__What you are asked to do__
What is needed is an exact copy of the entries below, from the line that contains "For the scouting tally, point out every instance of the distant" through the final line, both included, and nothing else.

───── Information shown ─────

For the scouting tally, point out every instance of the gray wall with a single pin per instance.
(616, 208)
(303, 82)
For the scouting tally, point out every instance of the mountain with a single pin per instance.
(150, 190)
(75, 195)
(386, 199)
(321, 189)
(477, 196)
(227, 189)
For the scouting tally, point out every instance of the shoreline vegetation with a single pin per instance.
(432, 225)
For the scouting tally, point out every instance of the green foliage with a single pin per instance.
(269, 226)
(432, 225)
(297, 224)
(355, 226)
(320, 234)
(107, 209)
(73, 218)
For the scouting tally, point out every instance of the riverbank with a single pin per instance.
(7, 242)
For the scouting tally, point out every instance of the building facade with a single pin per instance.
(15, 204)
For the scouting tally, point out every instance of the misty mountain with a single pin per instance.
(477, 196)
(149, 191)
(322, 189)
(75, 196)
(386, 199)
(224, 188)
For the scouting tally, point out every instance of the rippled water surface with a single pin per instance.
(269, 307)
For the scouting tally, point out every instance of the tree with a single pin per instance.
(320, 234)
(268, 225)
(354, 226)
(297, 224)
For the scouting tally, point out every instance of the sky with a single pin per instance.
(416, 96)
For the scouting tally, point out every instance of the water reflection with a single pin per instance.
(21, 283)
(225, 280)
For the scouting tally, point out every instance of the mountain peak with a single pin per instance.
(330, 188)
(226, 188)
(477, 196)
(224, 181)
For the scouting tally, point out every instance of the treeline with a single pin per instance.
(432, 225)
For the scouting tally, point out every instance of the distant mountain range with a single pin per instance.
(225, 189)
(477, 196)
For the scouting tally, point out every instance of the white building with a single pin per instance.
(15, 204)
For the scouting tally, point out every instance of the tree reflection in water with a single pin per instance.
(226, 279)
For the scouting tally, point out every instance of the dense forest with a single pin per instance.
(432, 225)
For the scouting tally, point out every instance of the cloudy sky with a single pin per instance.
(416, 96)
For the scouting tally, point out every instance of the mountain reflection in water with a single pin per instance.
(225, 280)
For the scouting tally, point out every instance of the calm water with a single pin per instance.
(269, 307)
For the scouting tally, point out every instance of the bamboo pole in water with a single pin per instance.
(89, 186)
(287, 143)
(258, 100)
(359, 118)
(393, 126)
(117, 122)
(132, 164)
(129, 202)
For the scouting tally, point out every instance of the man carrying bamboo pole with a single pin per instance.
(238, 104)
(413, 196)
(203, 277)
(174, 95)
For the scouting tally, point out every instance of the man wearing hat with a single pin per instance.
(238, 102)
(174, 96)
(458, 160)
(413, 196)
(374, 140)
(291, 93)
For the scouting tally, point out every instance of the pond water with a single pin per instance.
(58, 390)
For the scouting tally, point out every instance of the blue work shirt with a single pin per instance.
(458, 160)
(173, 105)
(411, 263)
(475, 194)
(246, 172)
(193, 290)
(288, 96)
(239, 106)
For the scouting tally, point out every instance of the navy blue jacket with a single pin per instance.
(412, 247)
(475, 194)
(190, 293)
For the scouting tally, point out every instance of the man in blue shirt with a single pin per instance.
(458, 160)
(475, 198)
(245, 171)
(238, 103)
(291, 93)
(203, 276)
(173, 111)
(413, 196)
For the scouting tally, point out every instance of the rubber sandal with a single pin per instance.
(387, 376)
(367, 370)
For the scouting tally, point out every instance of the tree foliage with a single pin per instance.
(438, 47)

─────

__Written response__
For the scouting tally, point out every instance of the distant mountain range with a single pin per instance.
(225, 189)
(477, 196)
For the scouting tally, point out every instance of the white building with a single pin per instance.
(15, 204)
For the scouting tally, point out every instance of the tree reflection in water with a single pin per instance.
(226, 279)
For the scouting tally, point out every instance of the dense forest with a single pin per instance.
(432, 225)
For the scouting tally, point out every instance of the cloudy sky with a single pin per instance.
(416, 96)
For the scouting tally, point out every instance of the mountain reflection in water with a single pin per instance.
(225, 280)
For the scouting tally, point out every instance of the calm water with a single pin per instance.
(269, 307)
For the scouting tally, point out every instance of the bamboo pole in water with a single pin per instance.
(89, 186)
(287, 143)
(258, 100)
(359, 118)
(393, 126)
(117, 122)
(132, 164)
(129, 202)
For the scouting tally, point out every instance of the man carrying bamboo pole with a single pin per instance.
(238, 104)
(413, 196)
(203, 277)
(174, 95)
For the scouting tally, point out every instance of the man wearing hat with a single pin per instance.
(238, 102)
(174, 96)
(458, 160)
(413, 196)
(374, 140)
(291, 93)
For the scouting tally, point out every instance of the pond water with a single pin per instance.
(58, 390)
For the scouting tally, point out every instance of the blue work shirt with a single pin per instance.
(458, 160)
(173, 105)
(411, 263)
(475, 194)
(246, 172)
(193, 290)
(288, 96)
(239, 106)
For the scouting tally, point out every instance of the navy blue jacket with a single pin per instance.
(412, 247)
(475, 194)
(190, 293)
For the scouting tally, point out every instance of the man in blue shirt with a single pin per instance.
(458, 160)
(475, 198)
(245, 171)
(238, 103)
(291, 93)
(203, 276)
(173, 111)
(413, 196)
For the scouting tally, point out every instance of the rubber sandal with a single pin per instance.
(387, 376)
(367, 370)
For the scouting tally, point out every instance of the tree foliage with a single pin per instance.
(438, 47)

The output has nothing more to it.